_Set task:_ Render all the items below as a Markdown table with the columns Row and Line, putting each nonblank line in its own numbered row. Leave the pictures out.

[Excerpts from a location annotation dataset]
---------------
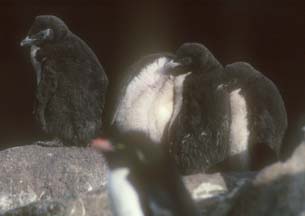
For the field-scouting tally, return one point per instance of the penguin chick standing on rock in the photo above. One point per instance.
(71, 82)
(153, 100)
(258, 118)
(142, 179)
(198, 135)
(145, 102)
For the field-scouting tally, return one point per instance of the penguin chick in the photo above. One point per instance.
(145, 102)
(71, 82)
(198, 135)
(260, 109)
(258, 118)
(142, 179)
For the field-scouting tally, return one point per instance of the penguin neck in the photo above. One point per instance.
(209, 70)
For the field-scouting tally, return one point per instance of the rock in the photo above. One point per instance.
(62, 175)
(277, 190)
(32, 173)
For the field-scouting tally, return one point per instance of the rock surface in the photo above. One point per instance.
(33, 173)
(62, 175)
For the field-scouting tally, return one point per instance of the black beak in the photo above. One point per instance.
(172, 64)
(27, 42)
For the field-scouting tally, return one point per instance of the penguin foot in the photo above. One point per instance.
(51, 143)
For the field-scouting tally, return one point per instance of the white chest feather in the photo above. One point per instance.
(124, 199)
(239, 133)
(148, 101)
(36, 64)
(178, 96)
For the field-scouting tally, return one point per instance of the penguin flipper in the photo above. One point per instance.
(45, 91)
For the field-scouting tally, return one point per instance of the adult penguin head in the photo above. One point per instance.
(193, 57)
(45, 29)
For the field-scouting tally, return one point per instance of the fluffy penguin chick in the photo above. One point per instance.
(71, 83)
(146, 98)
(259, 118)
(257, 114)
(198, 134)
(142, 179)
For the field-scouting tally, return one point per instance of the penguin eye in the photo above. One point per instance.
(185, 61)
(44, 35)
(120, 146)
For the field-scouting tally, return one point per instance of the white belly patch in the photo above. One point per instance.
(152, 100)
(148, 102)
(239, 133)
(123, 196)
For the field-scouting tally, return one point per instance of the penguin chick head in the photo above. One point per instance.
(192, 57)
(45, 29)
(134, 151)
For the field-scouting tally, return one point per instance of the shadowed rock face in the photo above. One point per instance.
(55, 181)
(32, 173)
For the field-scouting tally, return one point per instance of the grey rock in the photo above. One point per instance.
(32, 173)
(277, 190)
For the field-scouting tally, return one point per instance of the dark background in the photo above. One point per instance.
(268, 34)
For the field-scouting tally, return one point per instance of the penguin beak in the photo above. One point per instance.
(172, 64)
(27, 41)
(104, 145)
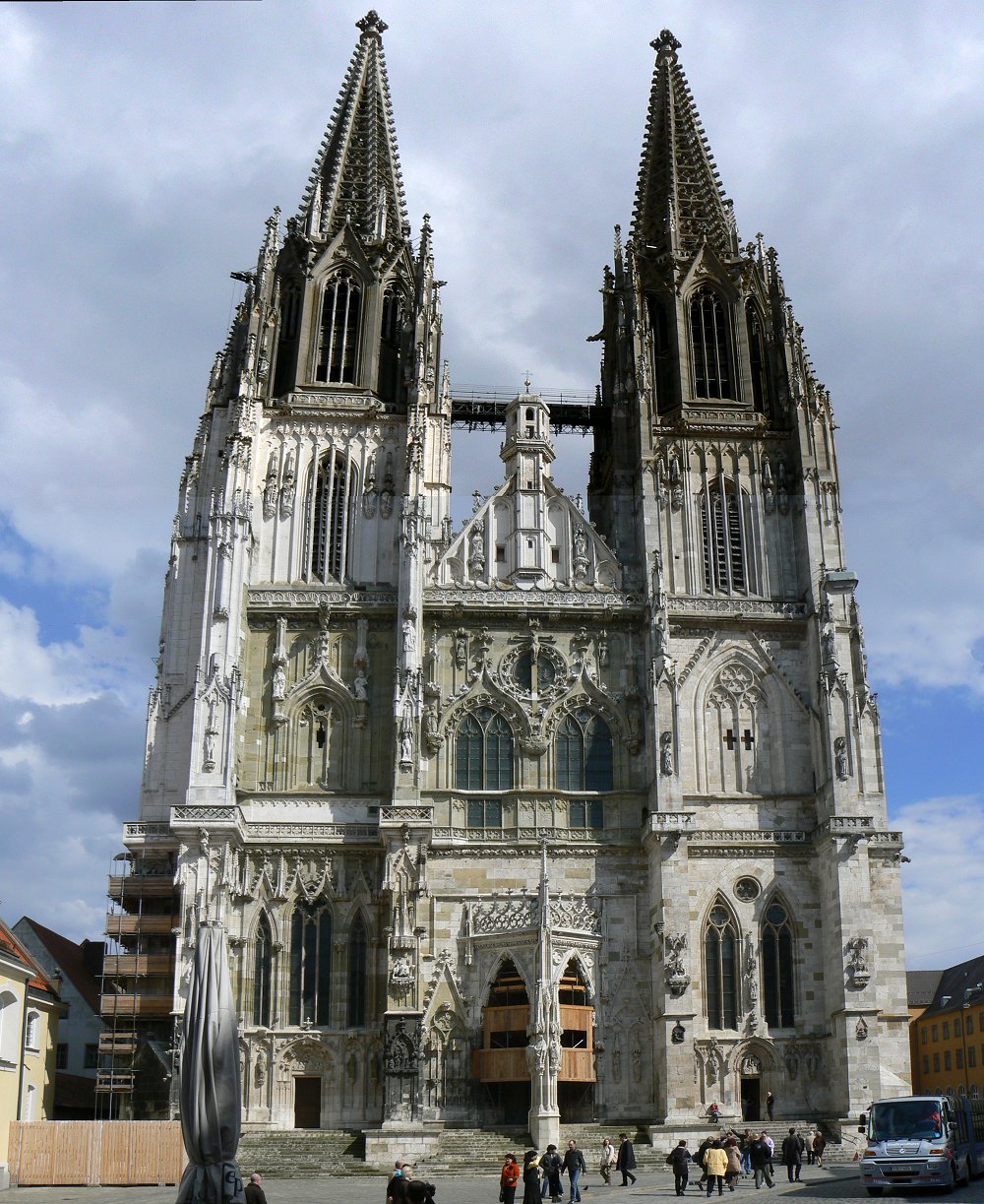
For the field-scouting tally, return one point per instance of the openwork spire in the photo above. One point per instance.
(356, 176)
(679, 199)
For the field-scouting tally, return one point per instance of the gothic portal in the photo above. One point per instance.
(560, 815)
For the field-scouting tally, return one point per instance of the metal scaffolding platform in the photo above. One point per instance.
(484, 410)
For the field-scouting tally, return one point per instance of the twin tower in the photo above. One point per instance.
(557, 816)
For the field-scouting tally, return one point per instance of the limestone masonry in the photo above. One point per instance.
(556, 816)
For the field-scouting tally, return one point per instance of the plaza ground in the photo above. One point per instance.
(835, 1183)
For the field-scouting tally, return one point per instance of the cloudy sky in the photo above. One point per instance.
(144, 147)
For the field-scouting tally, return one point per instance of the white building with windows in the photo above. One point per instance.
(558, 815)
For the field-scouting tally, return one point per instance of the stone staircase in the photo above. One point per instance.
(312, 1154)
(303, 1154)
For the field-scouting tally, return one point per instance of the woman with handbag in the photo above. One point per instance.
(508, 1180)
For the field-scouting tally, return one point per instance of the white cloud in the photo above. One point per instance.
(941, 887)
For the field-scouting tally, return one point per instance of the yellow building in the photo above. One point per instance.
---------------
_Output of the task:_
| Row | Line |
|---|---|
| 1 | For the field-scouting tally, return one point per instance of the penguin chick standing on rock in the photo above. One point per instance. |
| 2 | (71, 82) |
| 3 | (153, 100) |
| 4 | (258, 118) |
| 5 | (142, 179) |
| 6 | (198, 135) |
| 7 | (145, 102) |
| 8 | For the field-scouting tally, return one point per instance of the penguin chick in the photo above. One point per instance. |
| 9 | (145, 102) |
| 10 | (71, 82) |
| 11 | (198, 135) |
| 12 | (260, 109) |
| 13 | (258, 118) |
| 14 | (142, 179) |
| 15 | For the field-scouting tally, return one point per instance of the penguin neck in the photo above. One point per instance. |
| 16 | (209, 70) |
| 17 | For the field-scouting tally, return one point per instance of the rock in the photo above. One point per instance. |
| 18 | (62, 175) |
| 19 | (277, 190) |
| 20 | (32, 173) |
| 21 | For the field-scouting tally, return one point per instance of the rock surface in the photo above. One point per instance. |
| 22 | (33, 173) |
| 23 | (62, 175) |
| 24 | For the field-scouting tally, return one point per instance of the black beak in the photo above. One point per instance. |
| 25 | (172, 64) |
| 26 | (27, 42) |
| 27 | For the field-scouting tally, return one point per instance of the penguin foot in the photo above. One point per instance. |
| 28 | (51, 143) |
| 29 | For the field-scouting tally, return one point per instance of the white chest feather in the photo above. One point per instance. |
| 30 | (124, 199) |
| 31 | (239, 133) |
| 32 | (148, 101) |
| 33 | (36, 64) |
| 34 | (178, 96) |
| 35 | For the field-scouting tally, return one point per instance of the penguin flipper in the photo above. One point per instance. |
| 36 | (45, 91) |
| 37 | For the field-scouting tally, return one point per instance of the adult penguin head in the photo above. One point per instance. |
| 38 | (193, 57) |
| 39 | (45, 29) |
| 40 | For the field-scouting tally, return one point per instance of the fluffy penguin chick in the photo above. One point per instance. |
| 41 | (71, 83) |
| 42 | (146, 98) |
| 43 | (259, 118) |
| 44 | (257, 114) |
| 45 | (198, 134) |
| 46 | (142, 179) |
| 47 | For the field-scouting tally, return one point per instance of the penguin eye in the photo above. One point per instance. |
| 48 | (185, 61) |
| 49 | (44, 35) |
| 50 | (120, 146) |
| 51 | For the field-scouting tally, return one point per instance of the white belly patch in the photo above. One point per instance. |
| 52 | (152, 100) |
| 53 | (148, 102) |
| 54 | (239, 133) |
| 55 | (123, 196) |
| 56 | For the field-scouting tally, return one point per instance of the penguin chick head in the photo above. One point per instance. |
| 57 | (192, 57) |
| 58 | (45, 29) |
| 59 | (134, 151) |
| 60 | For the field-scouting tally, return one point per instance of the shadowed rock face in the photo above. One point per instance. |
| 61 | (55, 181) |
| 62 | (32, 173) |
| 63 | For the field-scouting tally, return one point per instance of the grey rock in the photo above. One point per instance. |
| 64 | (32, 173) |
| 65 | (277, 190) |
| 66 | For the field-scouting tally, return one point per instance of the dark background in the photo above. One point per instance. |
| 67 | (268, 34) |
| 68 | For the field-scouting tally, return one point per instance of the penguin beak in the photo above. One point per instance. |
| 69 | (172, 64) |
| 70 | (27, 41) |
| 71 | (104, 145) |
| 72 | For the field-scouting tally, return one point per instance of the openwork spire in the photo above. One point per instance. |
| 73 | (356, 176) |
| 74 | (679, 199) |
| 75 | For the field-scouting tally, return one point per instance of the gothic portal in the photo above. One point per instance. |
| 76 | (560, 815) |
| 77 | For the field-scouting tally, return one point per instance of the metal scaffolding platform in the photo above. One point per instance. |
| 78 | (484, 410) |
| 79 | For the field-scouting tally, return one point per instance of the twin tower in the photo above. One point per instance. |
| 80 | (557, 816) |
| 81 | For the field-scouting tally, return one point per instance of the limestone masonry in the photo above. One point per instance. |
| 82 | (556, 816) |
| 83 | For the field-scouting tally, return one point per instance of the plaza ground in the photo above. One point per instance. |
| 84 | (835, 1183) |
| 85 | For the field-scouting tally, return one point per instance of the cloudy sky in the photo above. One point per instance. |
| 86 | (144, 147) |
| 87 | For the field-scouting tally, return one point per instance of the white building with windows in the photo above. One point per instance. |
| 88 | (558, 815) |
| 89 | For the field-scouting tally, return one point per instance of the stone staircase in the photo above. One point per instance. |
| 90 | (312, 1154) |
| 91 | (303, 1154) |
| 92 | For the field-scouting tally, return one point per instance of the woman with handbag in the photo above. One point per instance. |
| 93 | (508, 1180) |
| 94 | For the field-scouting tally, return one point per instance of the white cloud in the photo above. One point per instance. |
| 95 | (941, 887) |
| 96 | For the field-scouting tally, return one point per instance of the yellow building in the photo above. One point per instance. |